-- Opening Marker --
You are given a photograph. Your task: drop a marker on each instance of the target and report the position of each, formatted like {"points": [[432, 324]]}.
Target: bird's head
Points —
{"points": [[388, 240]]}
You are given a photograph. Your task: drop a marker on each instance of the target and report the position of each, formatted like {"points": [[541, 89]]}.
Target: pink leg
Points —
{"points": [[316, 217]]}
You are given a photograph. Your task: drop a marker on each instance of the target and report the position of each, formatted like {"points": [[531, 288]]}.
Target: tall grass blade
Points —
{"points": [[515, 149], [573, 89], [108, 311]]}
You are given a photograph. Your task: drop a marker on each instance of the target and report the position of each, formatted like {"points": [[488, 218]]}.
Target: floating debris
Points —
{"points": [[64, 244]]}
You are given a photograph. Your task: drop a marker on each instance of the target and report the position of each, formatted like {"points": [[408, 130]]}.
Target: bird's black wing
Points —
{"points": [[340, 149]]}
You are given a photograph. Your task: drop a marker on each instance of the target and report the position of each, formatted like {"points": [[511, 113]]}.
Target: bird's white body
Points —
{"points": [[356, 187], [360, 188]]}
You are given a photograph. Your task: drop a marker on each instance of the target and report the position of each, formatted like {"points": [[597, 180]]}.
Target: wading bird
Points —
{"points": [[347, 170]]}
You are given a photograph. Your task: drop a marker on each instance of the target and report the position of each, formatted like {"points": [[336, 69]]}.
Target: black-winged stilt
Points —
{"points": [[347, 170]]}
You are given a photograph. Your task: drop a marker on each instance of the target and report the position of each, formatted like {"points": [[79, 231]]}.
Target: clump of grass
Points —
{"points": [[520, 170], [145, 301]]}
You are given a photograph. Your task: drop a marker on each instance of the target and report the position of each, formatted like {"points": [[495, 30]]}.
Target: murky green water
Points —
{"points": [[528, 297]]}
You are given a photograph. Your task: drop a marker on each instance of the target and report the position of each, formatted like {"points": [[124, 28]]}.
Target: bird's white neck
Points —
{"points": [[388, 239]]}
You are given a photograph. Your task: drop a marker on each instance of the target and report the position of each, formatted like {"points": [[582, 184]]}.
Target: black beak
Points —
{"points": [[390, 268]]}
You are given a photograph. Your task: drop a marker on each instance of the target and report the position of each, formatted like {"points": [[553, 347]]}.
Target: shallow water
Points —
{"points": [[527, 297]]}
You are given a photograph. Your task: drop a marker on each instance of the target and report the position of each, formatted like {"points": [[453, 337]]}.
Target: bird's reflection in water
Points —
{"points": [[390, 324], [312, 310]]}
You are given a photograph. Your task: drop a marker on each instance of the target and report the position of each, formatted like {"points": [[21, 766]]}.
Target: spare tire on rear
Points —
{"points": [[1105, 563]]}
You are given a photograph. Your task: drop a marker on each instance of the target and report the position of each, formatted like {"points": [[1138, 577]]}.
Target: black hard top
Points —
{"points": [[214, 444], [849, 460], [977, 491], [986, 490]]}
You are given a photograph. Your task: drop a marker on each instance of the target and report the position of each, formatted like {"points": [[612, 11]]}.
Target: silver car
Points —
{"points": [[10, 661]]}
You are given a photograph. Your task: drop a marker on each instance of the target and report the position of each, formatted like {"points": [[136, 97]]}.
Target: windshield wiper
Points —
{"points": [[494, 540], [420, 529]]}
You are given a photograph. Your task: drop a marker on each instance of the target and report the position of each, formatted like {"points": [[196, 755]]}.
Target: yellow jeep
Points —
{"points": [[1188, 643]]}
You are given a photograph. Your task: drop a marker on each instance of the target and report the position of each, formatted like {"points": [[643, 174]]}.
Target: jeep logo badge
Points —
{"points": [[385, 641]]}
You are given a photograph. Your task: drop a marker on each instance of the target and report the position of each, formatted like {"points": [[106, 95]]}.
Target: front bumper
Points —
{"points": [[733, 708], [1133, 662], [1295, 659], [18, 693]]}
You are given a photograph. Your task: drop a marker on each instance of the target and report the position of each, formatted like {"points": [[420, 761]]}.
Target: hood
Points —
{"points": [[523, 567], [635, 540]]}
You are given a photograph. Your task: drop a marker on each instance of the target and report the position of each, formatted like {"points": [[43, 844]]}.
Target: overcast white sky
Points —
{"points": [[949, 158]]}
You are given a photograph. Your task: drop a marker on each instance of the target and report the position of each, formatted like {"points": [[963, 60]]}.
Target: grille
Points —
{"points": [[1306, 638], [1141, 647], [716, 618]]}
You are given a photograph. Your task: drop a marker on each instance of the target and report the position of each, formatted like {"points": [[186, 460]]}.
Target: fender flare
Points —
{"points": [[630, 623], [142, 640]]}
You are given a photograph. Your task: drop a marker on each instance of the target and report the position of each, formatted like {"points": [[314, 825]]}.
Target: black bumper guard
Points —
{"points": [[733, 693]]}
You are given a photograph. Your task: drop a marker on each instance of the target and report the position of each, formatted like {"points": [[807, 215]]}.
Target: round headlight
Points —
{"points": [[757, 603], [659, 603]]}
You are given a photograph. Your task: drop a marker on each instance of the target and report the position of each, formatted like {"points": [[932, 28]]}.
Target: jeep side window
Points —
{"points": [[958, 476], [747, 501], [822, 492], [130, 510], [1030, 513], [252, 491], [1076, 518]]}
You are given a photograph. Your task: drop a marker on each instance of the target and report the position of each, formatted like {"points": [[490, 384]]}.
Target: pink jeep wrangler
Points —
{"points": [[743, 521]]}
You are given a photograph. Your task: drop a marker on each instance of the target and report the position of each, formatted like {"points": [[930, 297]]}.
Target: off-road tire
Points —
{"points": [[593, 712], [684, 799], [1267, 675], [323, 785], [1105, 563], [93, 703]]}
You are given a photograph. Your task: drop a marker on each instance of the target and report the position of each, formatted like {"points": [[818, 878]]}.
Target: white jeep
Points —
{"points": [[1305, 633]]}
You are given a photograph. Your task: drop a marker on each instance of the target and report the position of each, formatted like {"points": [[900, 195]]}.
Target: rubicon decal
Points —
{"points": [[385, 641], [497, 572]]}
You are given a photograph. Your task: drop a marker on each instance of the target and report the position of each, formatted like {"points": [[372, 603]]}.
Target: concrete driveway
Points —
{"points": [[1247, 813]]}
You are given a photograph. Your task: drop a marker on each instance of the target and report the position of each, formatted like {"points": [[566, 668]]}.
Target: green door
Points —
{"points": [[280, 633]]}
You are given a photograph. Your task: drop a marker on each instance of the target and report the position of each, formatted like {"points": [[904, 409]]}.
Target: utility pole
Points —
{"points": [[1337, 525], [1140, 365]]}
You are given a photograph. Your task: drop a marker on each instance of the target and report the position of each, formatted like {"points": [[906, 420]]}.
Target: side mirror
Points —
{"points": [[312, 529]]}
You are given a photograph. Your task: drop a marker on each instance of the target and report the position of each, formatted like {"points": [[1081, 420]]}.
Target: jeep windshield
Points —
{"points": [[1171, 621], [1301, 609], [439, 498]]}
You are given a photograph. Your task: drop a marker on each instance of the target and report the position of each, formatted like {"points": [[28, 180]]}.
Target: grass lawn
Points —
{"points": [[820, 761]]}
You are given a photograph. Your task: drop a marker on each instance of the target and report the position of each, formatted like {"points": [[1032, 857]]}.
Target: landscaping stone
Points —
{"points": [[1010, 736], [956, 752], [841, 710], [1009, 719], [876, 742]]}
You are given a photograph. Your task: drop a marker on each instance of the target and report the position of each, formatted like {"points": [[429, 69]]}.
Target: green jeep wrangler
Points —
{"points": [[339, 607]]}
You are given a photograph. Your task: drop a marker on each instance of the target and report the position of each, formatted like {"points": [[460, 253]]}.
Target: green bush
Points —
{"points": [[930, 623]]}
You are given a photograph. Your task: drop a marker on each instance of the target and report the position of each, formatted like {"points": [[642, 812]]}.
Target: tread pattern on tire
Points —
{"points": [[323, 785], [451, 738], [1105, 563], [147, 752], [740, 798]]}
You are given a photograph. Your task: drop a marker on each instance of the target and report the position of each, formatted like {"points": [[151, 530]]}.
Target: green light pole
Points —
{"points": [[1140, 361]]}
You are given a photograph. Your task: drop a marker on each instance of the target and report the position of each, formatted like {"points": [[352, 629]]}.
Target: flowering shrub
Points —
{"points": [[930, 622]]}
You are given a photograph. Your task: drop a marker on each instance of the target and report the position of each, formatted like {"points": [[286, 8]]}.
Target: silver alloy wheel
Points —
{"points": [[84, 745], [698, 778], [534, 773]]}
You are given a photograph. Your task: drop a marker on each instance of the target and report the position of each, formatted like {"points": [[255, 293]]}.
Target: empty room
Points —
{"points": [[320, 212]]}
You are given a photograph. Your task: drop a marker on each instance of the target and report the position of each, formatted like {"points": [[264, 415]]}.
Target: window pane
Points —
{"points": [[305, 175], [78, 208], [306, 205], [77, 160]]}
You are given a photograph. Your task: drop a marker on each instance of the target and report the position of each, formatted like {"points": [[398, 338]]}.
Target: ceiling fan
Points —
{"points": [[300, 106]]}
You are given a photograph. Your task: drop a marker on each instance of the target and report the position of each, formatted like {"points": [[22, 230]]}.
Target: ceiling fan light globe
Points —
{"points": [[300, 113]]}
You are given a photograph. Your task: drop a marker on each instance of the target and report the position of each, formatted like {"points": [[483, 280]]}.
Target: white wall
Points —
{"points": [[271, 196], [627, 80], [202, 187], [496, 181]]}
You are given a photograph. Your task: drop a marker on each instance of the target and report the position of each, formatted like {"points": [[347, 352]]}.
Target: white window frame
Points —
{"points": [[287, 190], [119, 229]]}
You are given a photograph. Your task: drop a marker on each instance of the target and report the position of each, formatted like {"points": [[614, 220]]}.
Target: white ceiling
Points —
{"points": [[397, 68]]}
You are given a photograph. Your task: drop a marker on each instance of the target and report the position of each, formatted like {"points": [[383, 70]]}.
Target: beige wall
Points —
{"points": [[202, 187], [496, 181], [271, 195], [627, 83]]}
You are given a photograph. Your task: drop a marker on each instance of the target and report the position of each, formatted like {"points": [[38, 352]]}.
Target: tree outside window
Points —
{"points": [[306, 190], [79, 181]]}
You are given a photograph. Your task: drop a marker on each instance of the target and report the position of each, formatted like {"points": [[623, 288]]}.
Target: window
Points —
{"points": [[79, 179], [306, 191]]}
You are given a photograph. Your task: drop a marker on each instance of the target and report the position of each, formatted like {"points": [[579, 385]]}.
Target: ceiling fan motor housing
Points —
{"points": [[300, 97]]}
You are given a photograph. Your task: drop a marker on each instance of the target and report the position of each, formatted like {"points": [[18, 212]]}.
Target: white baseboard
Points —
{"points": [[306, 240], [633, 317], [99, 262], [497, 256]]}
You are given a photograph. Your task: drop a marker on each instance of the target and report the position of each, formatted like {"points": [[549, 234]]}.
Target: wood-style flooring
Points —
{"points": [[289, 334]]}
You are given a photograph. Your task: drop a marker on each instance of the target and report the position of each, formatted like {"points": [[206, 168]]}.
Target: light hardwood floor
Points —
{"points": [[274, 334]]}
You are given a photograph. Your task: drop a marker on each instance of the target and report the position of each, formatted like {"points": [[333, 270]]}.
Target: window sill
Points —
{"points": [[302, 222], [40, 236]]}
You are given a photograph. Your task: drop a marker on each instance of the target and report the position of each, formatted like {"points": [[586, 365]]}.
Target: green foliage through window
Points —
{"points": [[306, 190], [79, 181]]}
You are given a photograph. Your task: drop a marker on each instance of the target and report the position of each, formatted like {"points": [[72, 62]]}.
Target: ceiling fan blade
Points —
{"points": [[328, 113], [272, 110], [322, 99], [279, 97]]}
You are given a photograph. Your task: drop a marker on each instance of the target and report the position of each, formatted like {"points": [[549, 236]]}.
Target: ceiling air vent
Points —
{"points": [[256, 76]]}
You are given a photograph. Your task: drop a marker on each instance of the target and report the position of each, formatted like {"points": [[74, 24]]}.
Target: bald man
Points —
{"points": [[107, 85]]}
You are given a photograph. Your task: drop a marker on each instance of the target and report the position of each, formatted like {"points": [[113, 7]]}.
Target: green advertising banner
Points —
-- Closing Marker --
### WORK REQUIRED
Your response should be the lines of the entries above that include the string "green".

### ANSWER BELOW
Target: murky green water
Target: green door
Target: green jeep wrangler
Target: green bush
Target: green light pole
Target: green foliage through window
Target: green advertising banner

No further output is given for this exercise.